==== Text to read

IEM - network operating center wrote:
international mailinglist, language is english (but there are a lot of
subscribers with special characters in their names, especial spanish ones)
the list in question is the one with the most traffic: the archive
starts in 1998 and by now there are about 37850 files in it, without
attachments (which i exclude from indexing via the
"exclude-pattern"-flag) there are 33419.
Namazu supports only English (and Japanese).
Spanish cannot be correctly processed.
In a word, operation when Spanish is input has not been secured.
i guess it is a problem with some multi-byte characters.
The cause might be another one.
If the document file can be gotten by specifying the document
that makes trouble, it is
likely to be able to pinpoint the cause.

========
==== Information provided

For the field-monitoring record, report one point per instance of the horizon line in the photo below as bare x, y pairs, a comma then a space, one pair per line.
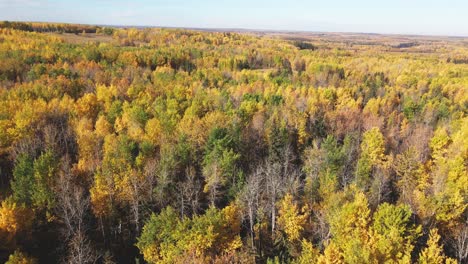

========

- Tasks for this exercise:
a: Using the Namazu thread above, decide whether each statement agrees with it: (i) the mailing-list archive starts in 1998; (ii) Namazu supports Spanish; (iii) without attachments the archive holds about 37850 files. For each, answer yes or no and quote the words that decide it.
b: Set down, word for word, the part of the Namazu thread that opens with the words containing "i guess it is" and closes with "pinpoint the cause.".

- Answers to each task:
a:
(i) Yes: "the archive starts in 1998"
(ii) No: "Namazu supports only English (and Japanese)."
(iii) No: "without attachments (which i exclude from indexing via the "exclude-pattern"-flag) there are 33419."

b:
i guess it is a problem with some multi-byte characters.
The cause might be another one.
If the document file can be gotten by specifying the document
that makes trouble, it is
likely to be able to pinpoint the cause.